• [Problem description] Return each line of the rows below that contains the string "keys", copying every such line unchanged. Treat uppercase and lowercase letters as different when matching.

• [Data for this exercise]
··········
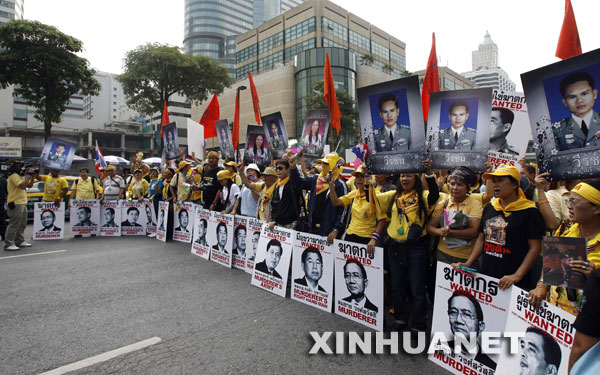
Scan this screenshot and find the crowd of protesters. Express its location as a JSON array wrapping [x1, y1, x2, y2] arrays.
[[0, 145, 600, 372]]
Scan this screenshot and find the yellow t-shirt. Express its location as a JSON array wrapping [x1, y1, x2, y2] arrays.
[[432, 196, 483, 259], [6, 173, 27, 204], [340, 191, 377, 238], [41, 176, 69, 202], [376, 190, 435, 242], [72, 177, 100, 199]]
··········
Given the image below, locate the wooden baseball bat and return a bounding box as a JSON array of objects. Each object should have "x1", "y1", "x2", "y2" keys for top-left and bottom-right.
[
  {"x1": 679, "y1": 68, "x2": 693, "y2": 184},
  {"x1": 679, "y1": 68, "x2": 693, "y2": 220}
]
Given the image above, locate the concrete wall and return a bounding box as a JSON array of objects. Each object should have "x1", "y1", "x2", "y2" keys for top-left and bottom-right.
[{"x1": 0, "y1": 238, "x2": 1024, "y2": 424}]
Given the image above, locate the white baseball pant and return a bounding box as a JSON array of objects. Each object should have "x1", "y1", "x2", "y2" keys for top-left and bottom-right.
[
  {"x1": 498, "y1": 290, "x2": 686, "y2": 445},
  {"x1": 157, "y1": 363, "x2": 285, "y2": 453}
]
··········
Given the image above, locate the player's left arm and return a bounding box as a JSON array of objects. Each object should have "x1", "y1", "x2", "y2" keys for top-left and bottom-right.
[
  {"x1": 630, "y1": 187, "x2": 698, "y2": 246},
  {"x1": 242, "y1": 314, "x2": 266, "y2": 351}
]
··········
• [Reply]
Given the image below, locate the wooden baseball bat and return a bounding box as a JSON array of objects. Each object should have "x1", "y1", "x2", "y2" keys for top-left and bottom-right.
Given the image above, locate the concrete wall and return a bounding box as a JSON array of objects. Each object should have "x1", "y1", "x2", "y2" keys for top-left and bottom-right.
Given the image above, locate the white baseball pant and return a bounding box as a JSON array of objects. Each object should have "x1", "y1", "x2", "y2" keys for top-left and bottom-right.
Given the image above, locate the player's left arm and return a bounding box as a JSON array of objects. Each object should have "x1", "y1", "x2", "y2" keys for top-left and bottom-right.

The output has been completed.